--- Kutipan dokumen ---
Seperti sudah diketahui, Prof Budi menulis di facebook pribadinya tentang hasil wawancaranya dengan beberapa mahasiswa yang mendapatkan kesempatan belajar di luar negeri melalui program LPDP (Lembaga Pengelola Dana Pendidikan) Kementerian Pendidikan, Kebudayaan, Riset dan Teknologi.
LPDP memberikan beasiswa atau memberikan pembiayaan studi untuk anak-anak yang sudah menyelesaikan pendidikan S1/D4 atau S2 dan ingin melanjutkan pendidikan pada program magister atau doktoral di perguruan tinggi di dalam maupun di luar negeri.
Rektor Budi memuji anak-anak yang ditemuinya pintar-pintar dengan IP S1-nya rata-rata di atas 3,5. Yang jadi soal ada hal-hal yang dinyinyirnya. Misalnya dia bilang itu anak-anak yang tidak suka demo dan tidak bicara soal langit atau kehidupan sesudah mati. Pilihan kata-katanya juga jauh dari kata-kata langit: insyaallah, barakallah, syiar, qadarullah dan sebagainya.
Dari 12 mahasiswi yang diwawancarainya, Prof Budi juga mengatakan tidak ada satu pun di antaranya menggunakan penutup kepala ala manusia gurun. Otaknya benar-benar openmind, mereka mencari Tuhan ke negara-negara maju seperti Korea, Eropa Barat, dan US, bukan ke negara yang orang-orangnya pandai bercerita tanpa karya teknologi.
---
▶ **Permintaan tugas 1**
Format baris-baris catatan mulai dari baris yang memuat "Where can the ceiling" sampai akhir catatan, keduanya termasuk, menjadi daftar bernomor tanpa baris kosong.
--- Data tersimpan ---
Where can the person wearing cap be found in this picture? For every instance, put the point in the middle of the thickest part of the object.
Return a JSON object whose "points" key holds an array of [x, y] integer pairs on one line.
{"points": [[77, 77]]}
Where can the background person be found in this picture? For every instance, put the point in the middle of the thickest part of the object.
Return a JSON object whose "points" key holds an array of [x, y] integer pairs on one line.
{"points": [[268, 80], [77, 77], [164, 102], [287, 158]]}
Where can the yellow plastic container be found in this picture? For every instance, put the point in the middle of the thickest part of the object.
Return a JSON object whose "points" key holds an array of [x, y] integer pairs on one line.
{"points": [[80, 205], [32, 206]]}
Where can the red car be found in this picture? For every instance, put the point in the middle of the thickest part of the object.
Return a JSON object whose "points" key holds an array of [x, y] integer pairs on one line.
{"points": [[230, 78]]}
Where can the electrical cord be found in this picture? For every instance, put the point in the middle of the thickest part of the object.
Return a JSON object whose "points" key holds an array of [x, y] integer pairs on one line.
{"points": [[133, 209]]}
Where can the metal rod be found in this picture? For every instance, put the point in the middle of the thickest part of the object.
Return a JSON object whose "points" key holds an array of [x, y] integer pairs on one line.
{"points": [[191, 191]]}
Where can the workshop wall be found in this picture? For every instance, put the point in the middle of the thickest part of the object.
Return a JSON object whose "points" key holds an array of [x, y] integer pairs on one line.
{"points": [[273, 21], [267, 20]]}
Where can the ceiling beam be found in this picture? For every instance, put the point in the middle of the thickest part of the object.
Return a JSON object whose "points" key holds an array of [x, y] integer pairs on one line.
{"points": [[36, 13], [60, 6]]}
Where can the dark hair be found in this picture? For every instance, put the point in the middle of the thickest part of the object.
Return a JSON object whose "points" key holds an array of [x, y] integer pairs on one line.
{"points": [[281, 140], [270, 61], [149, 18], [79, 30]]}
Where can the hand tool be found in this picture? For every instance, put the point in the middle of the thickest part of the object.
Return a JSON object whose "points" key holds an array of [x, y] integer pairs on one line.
---
▶ **Permintaan tugas 2**
Menurut kutipan dokumen tentang program LPDP, apa kepanjangan LPDP?

▶ **Hasil tugas 1**
1. Where can the ceiling beam be found in this picture? For every instance, put the point in the middle of the thickest part of the object.
2. Return a JSON object whose "points" key holds an array of [x, y] integer pairs on one line.
3. {"points": [[36, 13], [60, 6]]}
4. Where can the dark hair be found in this picture? For every instance, put the point in the middle of the thickest part of the object.
5. Return a JSON object whose "points" key holds an array of [x, y] integer pairs on one line.
6. {"points": [[281, 140], [270, 61], [149, 18], [79, 30]]}
7. Where can the hand tool be found in this picture? For every instance, put the point in the middle of the thickest part of the object.
8. Return a JSON object whose "points" key holds an array of [x, y] integer pairs on one line.

▶ **Hasil tugas 2**
Lembaga Pengelola Dana Pendidikan.